* [Actions to take]
A. According to the case summaries, what did the plaintiff in Cavedo v Flushing Commons Prop. Owner, LLC allegedly trip and fall over?
B. Please reproduce the case summaries word for word, everything from "Plaintiff testified his" down to "NYCRR) § 23-1.7 (e)(1).".

* [Text shown]
================================

Accordingly, the Court held the record demonstrates the existence of a factual issue as to whether the property is to be used solely and entirely for commercial purposes. Since 3 RSD had not yet produced that managing member for deposition at the time it moved for summary judgment, plaintiff established “facts essential to justify opposition” might exist but could not “then be stated” under CPLR § 3212(f) because they were “within the exclusive knowledge of the moving party.” Therefore, 3 RSD’s motion should have been denied as premature, with leave to renew upon the completion of discovery.
 
PRACTICE POINT: The homeowners’ exemption to liability under Labor Law §§ 240(1) and 241(6) is available to “owners of one and two-family dwellings who contract for but do not direct or control the work” and who demonstrates that the property was intended to be used solely for residential and not commercial purposes. Here, plaintiff’s counsel did a nice job developing a record for the Court’s review suggesting that the property may not be used solely for residential purposes, rendering the exemption potentially inapplicable to 3 RSD and warranting denial of its motion for summary judgment as premature.
 

Cavedo v Flushing Commons Prop. Owner, LLC
June 22, 2023
Appellate Division, First Department


Plaintiff testified his workspace “seemed” clean at the time he began his hallway compound work just two hours before he allegedly tripped and fell over discarded cardboard box straps located on the floor in the hallway. Plaintiff's fall occurred thirty to forty feet down the hallway from where he was working; just prior to his fall, he was headed to an apartment where additional construction supplies were stored. Defendants offered no evidence from their personnel as to when this area of the hallway was last inspected and/or cleaned of all debris. The trial court denied in part defendants’ motion for summary judgment dismissing the complaint and granted plaintiff's motion for partial summary judgment on his Labor Law § 241(6) claim based on a violation of Industrial Code (12 NYCRR) § 23-1.7 (e)(1).
 
 Labor Law § 241(6) (TPW)
The First Department unanimously modified the trial court’s decision granting plaintiff's motion for partial summary judgment on the Labor Law § 241(6) claim predicated on Industrial Code (12 NYCRR) § 23-1.7(e)(1). The Court held that while defendants had a nondelegable duty to maintain the construction premises in a safe condition, and could be held vicariously liable for the negligent acts of others that proximately cause injury to another on the work site, factual issues remained here as to whether someone in the chain of responsible employees had actual or constructive notice of the alleged hazardous condition, thereby warranting denial of plaintiff's motion on his Labor Law § 241(6) claim.
 

Manfredonia v 750 Astor LLC
June 22, 2023
Appellate Division, First Department


Plaintiff submitted deposition testimony showing that he was on site to repair a drainpipe on the tenant's HVAC unit that needed to be removed and reset at the correct angle, when the extension ladder he was using collapsed as he descended. The trial court granted plaintiff's motion for summary judgment under Labor Law § 240(1) against the property owner. ADCO was the electrical contractor for the project and responsible for installing and replacing all lighting, including lighting in the scaffold.

================================

Recorded data:
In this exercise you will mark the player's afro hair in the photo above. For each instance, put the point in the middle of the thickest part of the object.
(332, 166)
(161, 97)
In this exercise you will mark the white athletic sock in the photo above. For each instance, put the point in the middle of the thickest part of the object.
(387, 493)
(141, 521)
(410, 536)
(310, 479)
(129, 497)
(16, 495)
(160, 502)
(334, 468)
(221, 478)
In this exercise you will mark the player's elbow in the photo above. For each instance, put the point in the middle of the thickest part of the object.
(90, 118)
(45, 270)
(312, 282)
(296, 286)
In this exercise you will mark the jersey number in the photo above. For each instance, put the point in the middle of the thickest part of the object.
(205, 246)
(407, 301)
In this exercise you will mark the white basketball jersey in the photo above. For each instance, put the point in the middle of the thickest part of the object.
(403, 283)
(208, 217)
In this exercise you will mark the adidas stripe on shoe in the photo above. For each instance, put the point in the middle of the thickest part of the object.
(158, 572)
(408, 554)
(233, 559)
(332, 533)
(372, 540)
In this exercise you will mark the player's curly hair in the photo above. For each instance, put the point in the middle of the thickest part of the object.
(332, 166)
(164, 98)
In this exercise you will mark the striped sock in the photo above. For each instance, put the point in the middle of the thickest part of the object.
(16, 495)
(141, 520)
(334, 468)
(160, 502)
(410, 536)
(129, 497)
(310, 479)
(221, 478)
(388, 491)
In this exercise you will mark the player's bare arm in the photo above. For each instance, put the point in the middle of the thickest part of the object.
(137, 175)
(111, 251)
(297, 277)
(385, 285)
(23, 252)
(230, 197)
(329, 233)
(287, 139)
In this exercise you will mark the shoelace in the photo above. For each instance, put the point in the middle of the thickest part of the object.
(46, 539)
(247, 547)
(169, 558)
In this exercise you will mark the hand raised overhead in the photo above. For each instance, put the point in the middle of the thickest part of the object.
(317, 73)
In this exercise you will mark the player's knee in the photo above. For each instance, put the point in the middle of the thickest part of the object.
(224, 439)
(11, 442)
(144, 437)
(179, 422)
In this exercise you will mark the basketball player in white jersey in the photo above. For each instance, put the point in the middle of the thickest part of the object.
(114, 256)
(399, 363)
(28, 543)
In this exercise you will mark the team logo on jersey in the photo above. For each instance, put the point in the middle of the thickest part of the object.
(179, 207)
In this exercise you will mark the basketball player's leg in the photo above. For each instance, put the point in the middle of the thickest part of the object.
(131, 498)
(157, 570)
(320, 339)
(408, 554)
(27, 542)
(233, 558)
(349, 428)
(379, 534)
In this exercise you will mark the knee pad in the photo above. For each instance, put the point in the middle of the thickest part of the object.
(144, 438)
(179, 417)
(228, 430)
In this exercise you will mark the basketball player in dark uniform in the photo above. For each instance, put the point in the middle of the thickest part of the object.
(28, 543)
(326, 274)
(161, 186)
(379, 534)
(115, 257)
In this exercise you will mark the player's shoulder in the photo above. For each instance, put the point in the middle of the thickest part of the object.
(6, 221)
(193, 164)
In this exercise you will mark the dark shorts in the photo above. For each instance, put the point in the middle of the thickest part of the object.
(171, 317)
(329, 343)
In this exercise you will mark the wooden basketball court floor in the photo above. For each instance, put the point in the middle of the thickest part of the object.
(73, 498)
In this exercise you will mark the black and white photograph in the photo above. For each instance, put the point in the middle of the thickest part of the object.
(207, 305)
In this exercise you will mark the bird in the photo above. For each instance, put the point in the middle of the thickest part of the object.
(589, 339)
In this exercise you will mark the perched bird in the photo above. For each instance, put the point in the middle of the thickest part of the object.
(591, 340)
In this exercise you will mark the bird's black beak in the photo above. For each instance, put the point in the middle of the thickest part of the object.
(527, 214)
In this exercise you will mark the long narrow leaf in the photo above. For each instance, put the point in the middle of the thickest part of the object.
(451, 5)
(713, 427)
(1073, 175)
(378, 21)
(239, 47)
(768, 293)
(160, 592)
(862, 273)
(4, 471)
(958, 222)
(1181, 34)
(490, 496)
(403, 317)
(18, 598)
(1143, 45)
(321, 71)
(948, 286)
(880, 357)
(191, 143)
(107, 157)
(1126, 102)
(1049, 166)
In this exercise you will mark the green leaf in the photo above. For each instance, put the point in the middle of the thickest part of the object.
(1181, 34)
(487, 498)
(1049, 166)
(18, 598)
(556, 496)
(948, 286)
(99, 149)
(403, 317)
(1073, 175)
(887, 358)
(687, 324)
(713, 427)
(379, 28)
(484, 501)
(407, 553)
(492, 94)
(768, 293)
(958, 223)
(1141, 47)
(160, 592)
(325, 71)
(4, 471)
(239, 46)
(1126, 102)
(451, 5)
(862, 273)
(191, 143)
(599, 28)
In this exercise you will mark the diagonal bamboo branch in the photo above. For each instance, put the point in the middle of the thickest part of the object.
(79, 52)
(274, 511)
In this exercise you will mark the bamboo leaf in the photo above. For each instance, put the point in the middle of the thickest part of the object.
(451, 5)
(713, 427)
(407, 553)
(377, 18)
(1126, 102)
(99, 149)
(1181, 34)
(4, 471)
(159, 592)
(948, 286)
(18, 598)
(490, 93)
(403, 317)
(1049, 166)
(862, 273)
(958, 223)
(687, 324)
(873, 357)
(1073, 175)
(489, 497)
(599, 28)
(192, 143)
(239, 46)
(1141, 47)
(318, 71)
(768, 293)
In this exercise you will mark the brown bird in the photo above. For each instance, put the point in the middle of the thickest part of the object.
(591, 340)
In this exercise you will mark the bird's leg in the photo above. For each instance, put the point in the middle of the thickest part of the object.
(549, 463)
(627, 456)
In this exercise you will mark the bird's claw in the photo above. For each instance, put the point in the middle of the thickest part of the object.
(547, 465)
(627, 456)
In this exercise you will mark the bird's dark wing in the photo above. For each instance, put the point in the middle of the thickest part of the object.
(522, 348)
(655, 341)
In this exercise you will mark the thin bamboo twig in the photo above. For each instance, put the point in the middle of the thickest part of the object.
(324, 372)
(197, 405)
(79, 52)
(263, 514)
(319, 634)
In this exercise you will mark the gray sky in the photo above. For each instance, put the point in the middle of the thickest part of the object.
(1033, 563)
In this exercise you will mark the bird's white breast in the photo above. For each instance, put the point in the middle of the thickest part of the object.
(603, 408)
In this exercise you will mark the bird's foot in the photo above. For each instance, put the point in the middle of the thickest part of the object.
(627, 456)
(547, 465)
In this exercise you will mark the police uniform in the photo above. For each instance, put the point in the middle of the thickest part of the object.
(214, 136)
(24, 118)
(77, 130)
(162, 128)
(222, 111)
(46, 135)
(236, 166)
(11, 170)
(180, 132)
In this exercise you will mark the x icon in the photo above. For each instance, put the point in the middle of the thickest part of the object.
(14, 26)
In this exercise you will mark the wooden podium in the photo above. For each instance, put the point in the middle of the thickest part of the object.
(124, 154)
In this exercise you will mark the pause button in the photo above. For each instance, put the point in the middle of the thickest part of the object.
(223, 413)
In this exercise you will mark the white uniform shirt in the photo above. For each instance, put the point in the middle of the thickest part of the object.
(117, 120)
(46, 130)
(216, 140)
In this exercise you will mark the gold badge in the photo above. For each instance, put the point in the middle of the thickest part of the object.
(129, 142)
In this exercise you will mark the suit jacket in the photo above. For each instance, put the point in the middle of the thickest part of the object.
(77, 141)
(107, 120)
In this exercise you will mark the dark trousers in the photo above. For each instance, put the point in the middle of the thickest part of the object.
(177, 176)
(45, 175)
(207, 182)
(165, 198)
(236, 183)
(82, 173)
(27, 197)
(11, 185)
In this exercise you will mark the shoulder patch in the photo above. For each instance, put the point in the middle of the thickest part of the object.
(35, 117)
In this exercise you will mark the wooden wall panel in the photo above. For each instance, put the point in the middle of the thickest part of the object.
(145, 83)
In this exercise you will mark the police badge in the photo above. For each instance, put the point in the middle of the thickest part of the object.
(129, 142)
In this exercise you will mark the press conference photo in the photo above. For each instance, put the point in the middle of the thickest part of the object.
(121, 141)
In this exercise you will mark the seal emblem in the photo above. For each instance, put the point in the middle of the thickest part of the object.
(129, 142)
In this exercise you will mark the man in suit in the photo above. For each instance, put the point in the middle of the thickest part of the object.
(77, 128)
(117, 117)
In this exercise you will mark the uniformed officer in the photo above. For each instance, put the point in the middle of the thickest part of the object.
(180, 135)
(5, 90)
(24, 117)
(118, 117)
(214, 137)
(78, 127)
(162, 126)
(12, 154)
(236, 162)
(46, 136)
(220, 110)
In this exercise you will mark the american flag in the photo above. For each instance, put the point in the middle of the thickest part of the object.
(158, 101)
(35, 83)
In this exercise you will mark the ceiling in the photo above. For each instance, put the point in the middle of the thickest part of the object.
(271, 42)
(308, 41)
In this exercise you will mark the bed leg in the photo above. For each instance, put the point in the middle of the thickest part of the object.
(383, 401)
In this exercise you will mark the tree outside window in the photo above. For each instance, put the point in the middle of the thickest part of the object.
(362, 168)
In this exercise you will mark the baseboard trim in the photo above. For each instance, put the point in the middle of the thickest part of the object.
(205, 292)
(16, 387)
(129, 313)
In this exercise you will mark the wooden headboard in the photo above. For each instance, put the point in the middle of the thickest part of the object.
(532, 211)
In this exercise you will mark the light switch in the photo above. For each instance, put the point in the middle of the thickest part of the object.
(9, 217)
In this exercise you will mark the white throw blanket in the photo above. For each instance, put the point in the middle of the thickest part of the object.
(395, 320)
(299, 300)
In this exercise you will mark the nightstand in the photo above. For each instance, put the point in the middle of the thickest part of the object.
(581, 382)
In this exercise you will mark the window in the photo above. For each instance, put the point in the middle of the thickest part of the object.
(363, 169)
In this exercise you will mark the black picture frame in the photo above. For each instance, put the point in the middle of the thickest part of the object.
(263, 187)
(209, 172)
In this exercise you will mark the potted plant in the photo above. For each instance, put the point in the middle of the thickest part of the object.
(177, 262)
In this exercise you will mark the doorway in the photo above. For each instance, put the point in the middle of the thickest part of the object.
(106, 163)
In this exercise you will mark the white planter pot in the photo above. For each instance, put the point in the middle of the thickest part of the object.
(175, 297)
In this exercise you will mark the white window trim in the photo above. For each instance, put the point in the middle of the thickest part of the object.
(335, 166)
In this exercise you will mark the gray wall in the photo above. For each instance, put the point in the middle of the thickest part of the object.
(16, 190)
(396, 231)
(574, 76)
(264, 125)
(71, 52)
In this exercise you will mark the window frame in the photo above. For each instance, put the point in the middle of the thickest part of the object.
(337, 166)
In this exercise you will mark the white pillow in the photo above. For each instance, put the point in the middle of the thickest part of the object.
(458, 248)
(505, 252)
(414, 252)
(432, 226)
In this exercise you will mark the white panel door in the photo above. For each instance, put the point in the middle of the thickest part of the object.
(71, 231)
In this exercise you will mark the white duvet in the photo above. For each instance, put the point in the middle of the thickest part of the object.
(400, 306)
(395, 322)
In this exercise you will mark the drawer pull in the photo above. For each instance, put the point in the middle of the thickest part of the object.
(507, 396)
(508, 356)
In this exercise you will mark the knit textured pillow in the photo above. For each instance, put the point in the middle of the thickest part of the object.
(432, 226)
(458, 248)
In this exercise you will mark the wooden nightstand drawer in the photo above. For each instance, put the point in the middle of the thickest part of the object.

================================

* [Task responses]
A. Discarded cardboard box straps on the floor in the hallway.

B.
Plaintiff testified his workspace “seemed” clean at the time he began his hallway compound work just two hours before he allegedly tripped and fell over discarded cardboard box straps located on the floor in the hallway. Plaintiff's fall occurred thirty to forty feet down the hallway from where he was working; just prior to his fall, he was headed to an apartment where additional construction supplies were stored. Defendants offered no evidence from their personnel as to when this area of the hallway was last inspected and/or cleaned of all debris. The trial court denied in part defendants’ motion for summary judgment dismissing the complaint and granted plaintiff's motion for partial summary judgment on his Labor Law § 241(6) claim based on a violation of Industrial Code (12 NYCRR) § 23-1.7 (e)(1).